▸ **Text section**
From bd9800bd48221d1a81da6af516aaae1bf59e4696 Mon Sep 17 00:00:00 2001
From: Julien St-Laurent <julien@jstl.me>
Date: Mon, 13 Nov 2023 15:51:37 -0500
Subject: [PATCH 1/2] fix: Update the file size and checksum set in the
 tableContent payload attribute to use those of the Parquet file to be
 uploaded

---
 polaris/_artifact.py  |  7 ++++++-
 polaris/hub/client.py | 44 +++++++++++++++++++++++--------------------
 2 files changed, 30 insertions(+), 21 deletions(-)

diff --git a/polaris/_artifact.py b/polaris/_artifact.py
index 364591c9..cdc3f9fe 100644
--- a/polaris/_artifact.py
+++ b/polaris/_artifact.py
@@ -2,7 +2,7 @@
 from typing import Dict, Optional, Union
 
 import fsspec
-from pydantic import BaseModel, ConfigDict, Field, PrivateAttr, field_serializer, field_validator
+from pydantic import BaseModel, ConfigDict, Field, PrivateAttr, computed_field, field_serializer, field_validator
 from pydantic.alias_generators import to_camel
 
 from polaris.utils.types import HubOwner, SlugCompatibleStringType
@@ -38,6 +38,11 @@ class BaseArtifactModel(BaseModel):
     owner: Optional[HubOwner] = None
     _verified: bool = PrivateAttr(False)
 
+    @computed_field
+    @property
+    def artifact_id(self) -> Optional[str]:
+        return f"{self.owner.slug}/{self.name}" if self.owner and self.name else None
+
     @field_serializer("owner")

▸ **To be done**
(1) Transcribe the patch between "from polaris.utils.types import" and "bool = PrivateAttr(False)", inclusive.
(2) Summarize the patch in two sentences.

▸ **Data rows**

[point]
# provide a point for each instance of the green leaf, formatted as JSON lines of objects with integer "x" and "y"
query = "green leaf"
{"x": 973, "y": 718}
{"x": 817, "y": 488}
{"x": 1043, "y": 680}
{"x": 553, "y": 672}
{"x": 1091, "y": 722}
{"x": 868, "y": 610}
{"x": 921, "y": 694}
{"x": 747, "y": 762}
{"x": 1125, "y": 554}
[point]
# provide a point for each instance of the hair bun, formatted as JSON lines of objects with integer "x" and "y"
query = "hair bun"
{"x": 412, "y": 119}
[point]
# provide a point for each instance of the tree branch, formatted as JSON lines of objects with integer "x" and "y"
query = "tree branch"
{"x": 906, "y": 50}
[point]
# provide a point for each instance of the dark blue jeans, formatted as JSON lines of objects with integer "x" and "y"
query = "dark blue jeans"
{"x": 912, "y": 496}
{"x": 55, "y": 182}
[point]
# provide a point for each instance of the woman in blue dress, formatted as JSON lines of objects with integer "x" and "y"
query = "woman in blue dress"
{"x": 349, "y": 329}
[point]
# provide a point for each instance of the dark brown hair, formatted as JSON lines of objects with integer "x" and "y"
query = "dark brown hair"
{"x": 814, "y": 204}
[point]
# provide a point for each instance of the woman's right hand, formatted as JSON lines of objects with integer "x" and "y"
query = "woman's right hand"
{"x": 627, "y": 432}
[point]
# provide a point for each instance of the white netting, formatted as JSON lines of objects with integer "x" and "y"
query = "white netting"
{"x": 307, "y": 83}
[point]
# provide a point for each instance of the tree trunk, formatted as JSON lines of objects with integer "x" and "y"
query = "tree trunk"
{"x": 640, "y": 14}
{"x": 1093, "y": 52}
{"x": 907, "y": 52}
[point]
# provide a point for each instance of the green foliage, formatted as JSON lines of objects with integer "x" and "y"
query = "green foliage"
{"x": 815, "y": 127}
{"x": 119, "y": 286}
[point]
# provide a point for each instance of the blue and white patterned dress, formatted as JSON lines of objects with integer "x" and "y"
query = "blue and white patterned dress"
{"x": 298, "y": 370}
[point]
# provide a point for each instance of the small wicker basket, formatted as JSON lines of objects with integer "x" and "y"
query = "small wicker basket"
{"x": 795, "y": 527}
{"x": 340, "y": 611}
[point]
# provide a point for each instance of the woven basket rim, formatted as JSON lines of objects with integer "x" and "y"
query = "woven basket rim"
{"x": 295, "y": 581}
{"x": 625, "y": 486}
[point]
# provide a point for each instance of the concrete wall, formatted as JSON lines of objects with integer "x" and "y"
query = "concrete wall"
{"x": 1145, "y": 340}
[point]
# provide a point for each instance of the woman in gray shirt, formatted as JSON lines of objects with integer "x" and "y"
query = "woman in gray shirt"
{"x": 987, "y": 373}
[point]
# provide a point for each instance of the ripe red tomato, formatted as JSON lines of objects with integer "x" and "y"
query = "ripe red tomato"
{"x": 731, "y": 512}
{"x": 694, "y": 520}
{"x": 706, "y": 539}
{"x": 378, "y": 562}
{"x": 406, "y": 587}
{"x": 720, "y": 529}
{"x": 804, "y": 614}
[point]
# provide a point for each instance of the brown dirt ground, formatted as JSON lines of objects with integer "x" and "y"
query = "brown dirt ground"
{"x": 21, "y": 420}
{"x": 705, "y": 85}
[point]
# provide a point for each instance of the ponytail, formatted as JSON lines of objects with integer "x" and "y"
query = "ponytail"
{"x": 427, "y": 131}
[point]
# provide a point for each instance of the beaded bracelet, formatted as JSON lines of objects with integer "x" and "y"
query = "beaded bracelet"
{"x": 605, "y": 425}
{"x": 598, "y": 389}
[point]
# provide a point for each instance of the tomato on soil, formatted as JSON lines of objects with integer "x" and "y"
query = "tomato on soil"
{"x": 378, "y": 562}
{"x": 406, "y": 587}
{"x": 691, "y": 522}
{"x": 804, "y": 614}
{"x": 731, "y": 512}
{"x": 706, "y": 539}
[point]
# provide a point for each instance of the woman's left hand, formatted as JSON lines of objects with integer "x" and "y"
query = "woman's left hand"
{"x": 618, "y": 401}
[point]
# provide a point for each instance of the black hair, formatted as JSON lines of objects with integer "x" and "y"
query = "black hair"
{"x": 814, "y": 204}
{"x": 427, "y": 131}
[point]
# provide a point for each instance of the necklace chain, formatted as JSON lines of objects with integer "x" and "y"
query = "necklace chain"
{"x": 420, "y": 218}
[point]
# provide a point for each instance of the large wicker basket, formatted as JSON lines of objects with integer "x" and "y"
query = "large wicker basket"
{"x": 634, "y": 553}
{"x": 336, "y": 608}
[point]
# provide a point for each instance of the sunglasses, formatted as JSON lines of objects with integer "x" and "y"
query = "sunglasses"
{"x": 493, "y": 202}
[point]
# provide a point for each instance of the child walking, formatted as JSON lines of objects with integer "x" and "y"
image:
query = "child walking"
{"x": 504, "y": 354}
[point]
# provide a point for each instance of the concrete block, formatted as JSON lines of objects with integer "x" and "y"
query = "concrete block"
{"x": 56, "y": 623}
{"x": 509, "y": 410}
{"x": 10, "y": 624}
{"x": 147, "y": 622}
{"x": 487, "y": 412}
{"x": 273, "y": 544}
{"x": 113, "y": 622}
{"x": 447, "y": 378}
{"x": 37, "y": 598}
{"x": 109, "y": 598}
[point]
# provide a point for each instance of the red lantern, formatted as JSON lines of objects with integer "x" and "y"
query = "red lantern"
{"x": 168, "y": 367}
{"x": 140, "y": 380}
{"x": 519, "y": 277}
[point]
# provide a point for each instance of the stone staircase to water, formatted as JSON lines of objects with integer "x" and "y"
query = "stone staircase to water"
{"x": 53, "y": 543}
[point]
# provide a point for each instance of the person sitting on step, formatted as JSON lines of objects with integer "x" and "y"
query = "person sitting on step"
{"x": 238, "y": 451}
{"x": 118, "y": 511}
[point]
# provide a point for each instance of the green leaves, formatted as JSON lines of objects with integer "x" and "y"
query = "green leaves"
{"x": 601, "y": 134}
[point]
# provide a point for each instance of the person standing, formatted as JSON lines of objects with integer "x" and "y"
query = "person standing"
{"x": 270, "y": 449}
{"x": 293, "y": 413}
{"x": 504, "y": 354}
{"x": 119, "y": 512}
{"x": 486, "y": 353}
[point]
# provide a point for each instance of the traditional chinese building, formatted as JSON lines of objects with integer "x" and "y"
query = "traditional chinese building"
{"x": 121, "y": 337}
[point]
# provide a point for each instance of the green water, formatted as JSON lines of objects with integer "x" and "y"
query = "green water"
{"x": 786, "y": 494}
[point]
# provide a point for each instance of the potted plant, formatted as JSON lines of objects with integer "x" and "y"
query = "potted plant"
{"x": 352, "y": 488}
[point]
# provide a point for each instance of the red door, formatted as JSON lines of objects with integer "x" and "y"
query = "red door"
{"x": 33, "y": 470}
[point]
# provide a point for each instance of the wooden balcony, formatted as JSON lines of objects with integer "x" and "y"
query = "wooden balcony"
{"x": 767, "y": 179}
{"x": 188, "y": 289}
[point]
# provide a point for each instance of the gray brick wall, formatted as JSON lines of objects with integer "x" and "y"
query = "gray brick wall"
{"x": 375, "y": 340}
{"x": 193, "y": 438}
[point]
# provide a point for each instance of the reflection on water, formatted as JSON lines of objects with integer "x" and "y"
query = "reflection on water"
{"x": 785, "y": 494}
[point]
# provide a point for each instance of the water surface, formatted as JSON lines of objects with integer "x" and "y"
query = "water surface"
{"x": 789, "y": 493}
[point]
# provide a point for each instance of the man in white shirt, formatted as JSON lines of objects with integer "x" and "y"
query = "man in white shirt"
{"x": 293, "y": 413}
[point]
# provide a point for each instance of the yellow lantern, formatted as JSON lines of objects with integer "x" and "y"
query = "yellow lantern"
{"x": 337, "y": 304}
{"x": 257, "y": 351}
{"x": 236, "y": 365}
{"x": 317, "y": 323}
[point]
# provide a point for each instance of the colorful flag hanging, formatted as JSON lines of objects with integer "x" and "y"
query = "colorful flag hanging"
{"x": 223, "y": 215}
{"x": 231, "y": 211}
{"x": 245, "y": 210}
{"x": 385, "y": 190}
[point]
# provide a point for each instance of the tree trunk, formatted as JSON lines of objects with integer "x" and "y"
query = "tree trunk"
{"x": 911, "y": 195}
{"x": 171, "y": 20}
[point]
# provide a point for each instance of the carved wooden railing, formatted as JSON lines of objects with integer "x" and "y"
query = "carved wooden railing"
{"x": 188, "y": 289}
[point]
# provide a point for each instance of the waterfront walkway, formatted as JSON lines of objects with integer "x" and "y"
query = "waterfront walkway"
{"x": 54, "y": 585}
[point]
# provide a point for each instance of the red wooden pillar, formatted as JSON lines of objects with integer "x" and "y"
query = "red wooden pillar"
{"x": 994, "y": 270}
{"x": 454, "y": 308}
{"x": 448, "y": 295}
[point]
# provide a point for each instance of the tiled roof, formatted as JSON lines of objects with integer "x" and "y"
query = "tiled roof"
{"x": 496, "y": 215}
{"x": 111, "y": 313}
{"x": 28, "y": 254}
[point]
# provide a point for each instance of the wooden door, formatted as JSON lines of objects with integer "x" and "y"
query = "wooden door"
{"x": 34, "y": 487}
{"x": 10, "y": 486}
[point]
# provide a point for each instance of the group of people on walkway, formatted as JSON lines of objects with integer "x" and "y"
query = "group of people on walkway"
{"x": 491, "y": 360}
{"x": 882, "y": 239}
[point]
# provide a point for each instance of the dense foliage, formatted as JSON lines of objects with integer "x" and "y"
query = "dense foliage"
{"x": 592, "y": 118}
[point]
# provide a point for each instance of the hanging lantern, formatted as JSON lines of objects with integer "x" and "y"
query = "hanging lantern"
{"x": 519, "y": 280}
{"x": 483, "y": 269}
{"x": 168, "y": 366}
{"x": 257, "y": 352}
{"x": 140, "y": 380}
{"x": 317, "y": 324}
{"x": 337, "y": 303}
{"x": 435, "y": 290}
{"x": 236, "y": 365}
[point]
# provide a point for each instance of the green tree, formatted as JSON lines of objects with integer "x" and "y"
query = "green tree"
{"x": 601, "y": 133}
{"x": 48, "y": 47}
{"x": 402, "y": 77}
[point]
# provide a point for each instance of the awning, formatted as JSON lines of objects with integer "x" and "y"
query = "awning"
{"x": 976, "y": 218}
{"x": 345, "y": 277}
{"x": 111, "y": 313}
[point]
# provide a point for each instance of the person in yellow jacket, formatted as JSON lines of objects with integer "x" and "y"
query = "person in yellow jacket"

▸ **Answers to the tasks**
(1)
from polaris.utils.types import HubOwner, SlugCompatibleStringType
@@ -38,6 +38,11 @@ class BaseArtifactModel(BaseModel):
     owner: Optional[HubOwner] = None
     _verified: bool = PrivateAttr(False)

(2) This patch, sent by Julien St-Laurent on November 13, 2023, changes the file size and checksum set in the tableContent payload attribute so that they use those of the Parquet file to be uploaded. It modifies polaris/_artifact.py and polaris/hub/client.py, and in the first file it adds computed_field to the pydantic import and defines an artifact_id property that returns the owner's slug and the name joined by a slash, or None when either is missing.